# [Task to carry out]
Reproduce exactly the lines from the one containing "Question. For every instance of the white wall" through the last line of the records below, both included, and nothing else.

# [Data shown]
◆ ◆ ◆ ◆ ◆ ◆ ◆
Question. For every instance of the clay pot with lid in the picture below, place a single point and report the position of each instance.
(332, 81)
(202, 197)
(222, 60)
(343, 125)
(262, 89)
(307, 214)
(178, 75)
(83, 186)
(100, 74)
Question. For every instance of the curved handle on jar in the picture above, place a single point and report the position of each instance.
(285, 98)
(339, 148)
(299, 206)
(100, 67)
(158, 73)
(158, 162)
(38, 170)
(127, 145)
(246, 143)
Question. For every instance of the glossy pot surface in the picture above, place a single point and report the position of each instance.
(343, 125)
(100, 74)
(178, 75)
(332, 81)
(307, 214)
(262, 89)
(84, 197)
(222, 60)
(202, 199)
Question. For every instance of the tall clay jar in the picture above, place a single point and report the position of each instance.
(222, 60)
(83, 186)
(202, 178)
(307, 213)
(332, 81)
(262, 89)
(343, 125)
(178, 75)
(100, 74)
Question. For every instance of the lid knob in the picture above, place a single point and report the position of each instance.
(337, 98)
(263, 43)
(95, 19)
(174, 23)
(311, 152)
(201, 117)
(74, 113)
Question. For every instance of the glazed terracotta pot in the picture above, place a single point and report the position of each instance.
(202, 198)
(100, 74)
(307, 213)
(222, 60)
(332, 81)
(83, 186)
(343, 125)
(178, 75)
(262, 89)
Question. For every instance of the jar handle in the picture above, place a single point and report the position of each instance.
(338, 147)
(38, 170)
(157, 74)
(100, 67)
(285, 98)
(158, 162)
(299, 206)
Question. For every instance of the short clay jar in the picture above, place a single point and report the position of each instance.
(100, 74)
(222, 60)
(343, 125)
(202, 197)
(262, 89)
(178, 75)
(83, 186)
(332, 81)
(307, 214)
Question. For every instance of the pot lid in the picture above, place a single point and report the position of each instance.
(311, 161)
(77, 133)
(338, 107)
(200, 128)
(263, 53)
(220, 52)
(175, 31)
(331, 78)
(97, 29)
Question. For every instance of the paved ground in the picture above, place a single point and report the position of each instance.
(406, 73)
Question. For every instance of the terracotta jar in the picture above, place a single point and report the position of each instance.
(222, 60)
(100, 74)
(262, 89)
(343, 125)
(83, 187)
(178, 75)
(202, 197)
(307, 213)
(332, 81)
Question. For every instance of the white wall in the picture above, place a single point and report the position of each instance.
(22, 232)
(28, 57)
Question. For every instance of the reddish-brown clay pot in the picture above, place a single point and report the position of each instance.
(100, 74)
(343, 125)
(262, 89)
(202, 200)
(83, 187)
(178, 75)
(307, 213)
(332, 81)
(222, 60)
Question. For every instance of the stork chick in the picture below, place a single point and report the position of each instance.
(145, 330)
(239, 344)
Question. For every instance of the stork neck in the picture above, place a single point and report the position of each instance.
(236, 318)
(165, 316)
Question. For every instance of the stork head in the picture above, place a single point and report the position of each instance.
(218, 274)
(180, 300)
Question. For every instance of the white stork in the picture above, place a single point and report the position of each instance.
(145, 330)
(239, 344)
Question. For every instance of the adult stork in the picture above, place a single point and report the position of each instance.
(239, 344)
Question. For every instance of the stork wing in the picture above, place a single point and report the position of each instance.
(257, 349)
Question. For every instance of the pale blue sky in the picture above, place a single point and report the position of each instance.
◆ ◆ ◆ ◆ ◆ ◆ ◆
# [Complete output]
Question. For every instance of the white wall in the picture above, place a single point and report the position of each instance.
(22, 232)
(28, 57)
Question. For every instance of the reddish-brown clay pot in the picture above, place a single point and report the position of each instance.
(100, 74)
(343, 125)
(262, 89)
(202, 200)
(83, 187)
(178, 75)
(307, 213)
(332, 81)
(222, 60)
Question. For every instance of the stork chick in the picture below, place a single point and report the position of each instance.
(145, 330)
(239, 344)
Question. For every instance of the stork neck in the picture above, place a single point and report the position of each instance.
(236, 318)
(165, 316)
Question. For every instance of the stork head in the picture above, place a single point and report the position of each instance.
(218, 274)
(180, 300)
Question. For every instance of the white stork in the picture above, place a single point and report the position of each instance.
(145, 330)
(239, 344)
Question. For every instance of the adult stork in the picture above, place a single point and report the position of each instance.
(239, 344)
Question. For every instance of the stork wing in the picture above, place a single point and report the position of each instance.
(257, 349)
Question. For every instance of the pale blue sky in the picture above, place a single point and report the position of each instance.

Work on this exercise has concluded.